## Document excerpt
☆ ☆ ☆ ☆ ☆ ☆ ☆
Beirut port blasts kill 73


Lebanese firefighters working at the scene of explosion at Beirut port yesterday. Dozens of people were killed and at least 2,500 injured in the explosion which also caused severe damage. – EPA pic, August 5, 2020.

TWO enormous explosions devastated Beirut’s port yesterday, leaving at least 73 people dead and thousands injured, shaking distant buildings and spreading panic and chaos across the Lebanese capital.

The second blast sent an enormous orange fireball into the sky, immediately followed by a tornado-like shockwave that flattened the port and swept the city, shattering windows kilometres away.

Prime Minister Hassan Diab said that 2,750 tonnes of the agricultural fertiliser ammonium nitrate that had been stored for years in a portside warehouse had blown up, sparking “a disaster in every sense of the word”.

Bloodied and dazed wounded people stumbled among the debris, glass shards and burning buildings in central Beirut as the health ministry reported 73 dead and 3,700 injured across wide parts of the country’s biggest city. 

“What happened today will not pass without accountability,” said Diab. “Those responsible for this catastrophe will pay the price.”

General security chief Abbas Ibrahim earlier said the “highly explosive material” had been confiscated years earlier and stored in the warehouse, just minutes’ walk from Beirut’s shopping and nightlife districts.

The blasts were so massive they shook the entire city and could be heard throughout the small country, and as far away as Nicosia on the eastern Mediterranean island of Cyprus, 240km away. 

A soldier at the port, where relatives of the missing scrambled for news of their loved ones, told AFP: “It’s a catastrophe inside. There are corpses on the ground. Ambulances are still lifting the dead.”

“It was like an atomic bomb,” said Makrouhie Yerganian, a retired schoolteacher in her mid-70s who has lived near the port for decades. 

“I’ve experienced everything, but nothing like this before,” even during the country’s 1975-1990 civil war, she said. 

“All the buildings around here have collapsed.”

Her 91-year-old uncle, who lived in the same building, was wounded in the blast and later died.
☆ ☆ ☆ ☆ ☆ ☆ ☆
[Saved entries]
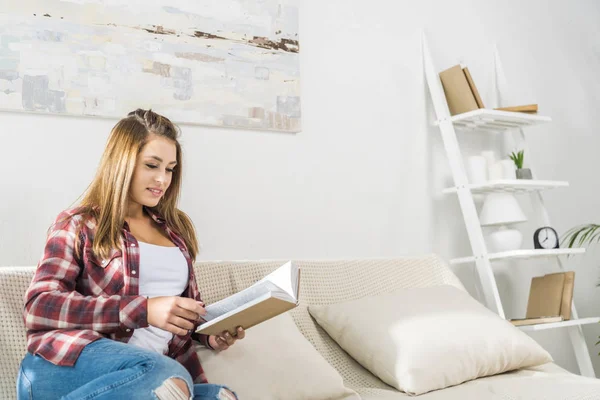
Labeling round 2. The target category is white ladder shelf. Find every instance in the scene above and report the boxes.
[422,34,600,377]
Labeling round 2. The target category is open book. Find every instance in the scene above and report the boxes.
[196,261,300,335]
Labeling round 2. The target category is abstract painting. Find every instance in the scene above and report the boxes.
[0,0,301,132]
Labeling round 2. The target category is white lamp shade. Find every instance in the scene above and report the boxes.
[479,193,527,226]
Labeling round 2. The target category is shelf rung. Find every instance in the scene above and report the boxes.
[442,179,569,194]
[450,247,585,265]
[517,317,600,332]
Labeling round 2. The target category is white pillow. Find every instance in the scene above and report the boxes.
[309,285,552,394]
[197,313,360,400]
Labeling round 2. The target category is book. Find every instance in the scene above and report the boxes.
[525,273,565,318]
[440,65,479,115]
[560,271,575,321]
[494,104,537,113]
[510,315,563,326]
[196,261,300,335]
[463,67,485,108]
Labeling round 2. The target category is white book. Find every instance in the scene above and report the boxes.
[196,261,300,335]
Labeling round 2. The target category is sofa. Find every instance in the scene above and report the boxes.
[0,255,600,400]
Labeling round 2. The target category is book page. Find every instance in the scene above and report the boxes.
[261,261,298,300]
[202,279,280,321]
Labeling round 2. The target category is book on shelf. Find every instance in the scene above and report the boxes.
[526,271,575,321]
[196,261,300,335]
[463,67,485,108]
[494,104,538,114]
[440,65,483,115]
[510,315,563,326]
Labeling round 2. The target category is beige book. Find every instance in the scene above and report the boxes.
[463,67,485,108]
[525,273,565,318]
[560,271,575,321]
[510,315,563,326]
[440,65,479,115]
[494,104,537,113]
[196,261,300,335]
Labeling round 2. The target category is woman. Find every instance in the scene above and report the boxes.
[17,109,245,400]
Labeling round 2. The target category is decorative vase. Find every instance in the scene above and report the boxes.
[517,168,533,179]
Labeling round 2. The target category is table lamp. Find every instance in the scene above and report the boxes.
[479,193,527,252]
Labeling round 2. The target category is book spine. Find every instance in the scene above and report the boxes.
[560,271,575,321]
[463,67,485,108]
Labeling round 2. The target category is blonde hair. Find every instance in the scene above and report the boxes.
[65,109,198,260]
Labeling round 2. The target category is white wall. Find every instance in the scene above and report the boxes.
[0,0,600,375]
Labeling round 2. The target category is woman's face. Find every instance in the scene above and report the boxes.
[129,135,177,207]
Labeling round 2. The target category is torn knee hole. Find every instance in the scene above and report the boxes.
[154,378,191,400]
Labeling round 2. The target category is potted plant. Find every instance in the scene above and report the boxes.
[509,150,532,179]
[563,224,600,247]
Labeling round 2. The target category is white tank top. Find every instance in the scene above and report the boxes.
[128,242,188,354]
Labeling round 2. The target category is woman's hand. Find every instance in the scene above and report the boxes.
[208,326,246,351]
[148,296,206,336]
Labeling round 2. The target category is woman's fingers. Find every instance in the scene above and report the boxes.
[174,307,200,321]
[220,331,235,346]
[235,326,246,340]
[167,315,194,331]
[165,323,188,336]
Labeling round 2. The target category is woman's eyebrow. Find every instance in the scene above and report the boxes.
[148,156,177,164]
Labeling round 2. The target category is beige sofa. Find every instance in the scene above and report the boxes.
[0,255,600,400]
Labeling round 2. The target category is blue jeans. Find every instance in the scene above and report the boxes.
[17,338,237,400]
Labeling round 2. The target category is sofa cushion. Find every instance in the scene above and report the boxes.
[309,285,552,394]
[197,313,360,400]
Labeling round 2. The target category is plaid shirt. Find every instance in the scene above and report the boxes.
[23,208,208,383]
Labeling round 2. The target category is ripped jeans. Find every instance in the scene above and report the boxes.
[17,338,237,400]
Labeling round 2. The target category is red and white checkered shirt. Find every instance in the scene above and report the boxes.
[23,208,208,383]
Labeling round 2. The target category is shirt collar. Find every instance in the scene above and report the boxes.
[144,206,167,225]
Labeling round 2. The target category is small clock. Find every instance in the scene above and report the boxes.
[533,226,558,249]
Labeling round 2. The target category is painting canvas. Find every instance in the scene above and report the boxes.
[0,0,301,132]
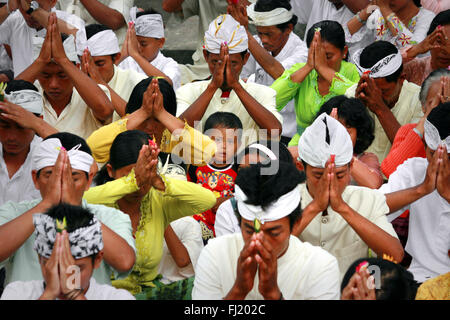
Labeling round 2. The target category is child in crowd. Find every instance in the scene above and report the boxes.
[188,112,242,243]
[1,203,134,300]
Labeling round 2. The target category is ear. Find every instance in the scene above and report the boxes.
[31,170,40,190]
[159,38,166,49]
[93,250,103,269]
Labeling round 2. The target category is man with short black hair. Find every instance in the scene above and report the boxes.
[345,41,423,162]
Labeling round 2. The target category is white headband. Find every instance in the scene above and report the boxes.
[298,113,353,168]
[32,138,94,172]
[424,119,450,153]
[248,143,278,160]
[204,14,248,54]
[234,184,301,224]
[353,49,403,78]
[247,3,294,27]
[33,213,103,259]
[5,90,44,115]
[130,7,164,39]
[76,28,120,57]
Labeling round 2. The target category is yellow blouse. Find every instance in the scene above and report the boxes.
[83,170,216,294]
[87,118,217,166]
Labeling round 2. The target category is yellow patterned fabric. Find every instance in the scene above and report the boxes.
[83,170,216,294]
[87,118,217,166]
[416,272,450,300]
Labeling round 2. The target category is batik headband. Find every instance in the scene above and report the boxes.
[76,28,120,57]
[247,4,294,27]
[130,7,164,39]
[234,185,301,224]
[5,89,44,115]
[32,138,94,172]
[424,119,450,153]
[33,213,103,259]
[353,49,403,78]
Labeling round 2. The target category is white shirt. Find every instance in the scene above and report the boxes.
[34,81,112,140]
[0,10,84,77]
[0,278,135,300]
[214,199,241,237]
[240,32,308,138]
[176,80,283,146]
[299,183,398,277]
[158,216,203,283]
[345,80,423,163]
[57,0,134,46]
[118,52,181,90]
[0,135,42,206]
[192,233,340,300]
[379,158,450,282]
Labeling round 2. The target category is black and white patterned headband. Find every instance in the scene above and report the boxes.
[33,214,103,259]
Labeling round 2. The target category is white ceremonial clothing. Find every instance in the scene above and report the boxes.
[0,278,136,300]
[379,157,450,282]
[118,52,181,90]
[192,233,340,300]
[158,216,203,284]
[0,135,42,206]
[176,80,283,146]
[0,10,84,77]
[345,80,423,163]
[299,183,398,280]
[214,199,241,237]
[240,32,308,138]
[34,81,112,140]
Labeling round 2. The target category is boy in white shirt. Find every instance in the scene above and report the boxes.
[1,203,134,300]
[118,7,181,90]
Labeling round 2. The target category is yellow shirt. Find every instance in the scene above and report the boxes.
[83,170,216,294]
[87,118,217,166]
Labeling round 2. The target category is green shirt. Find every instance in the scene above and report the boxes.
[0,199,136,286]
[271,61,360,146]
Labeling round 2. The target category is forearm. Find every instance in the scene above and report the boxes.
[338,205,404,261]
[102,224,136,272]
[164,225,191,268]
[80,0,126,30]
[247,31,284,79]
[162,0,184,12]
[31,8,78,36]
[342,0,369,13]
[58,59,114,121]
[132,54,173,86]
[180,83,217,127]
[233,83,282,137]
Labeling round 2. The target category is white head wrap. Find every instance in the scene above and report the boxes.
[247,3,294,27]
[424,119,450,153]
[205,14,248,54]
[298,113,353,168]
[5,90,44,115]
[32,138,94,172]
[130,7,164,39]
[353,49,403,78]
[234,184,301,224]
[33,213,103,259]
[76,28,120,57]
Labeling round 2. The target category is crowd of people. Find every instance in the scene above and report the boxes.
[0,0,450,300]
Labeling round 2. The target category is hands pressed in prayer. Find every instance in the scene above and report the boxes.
☆ ☆ ☆ ☆ ☆ ☆ ☆
## Work required
Please state how many tonnes of ammonium nitrate, according to the Beirut port explosion report, had blown up.

## Expected output
2,750 tonnes.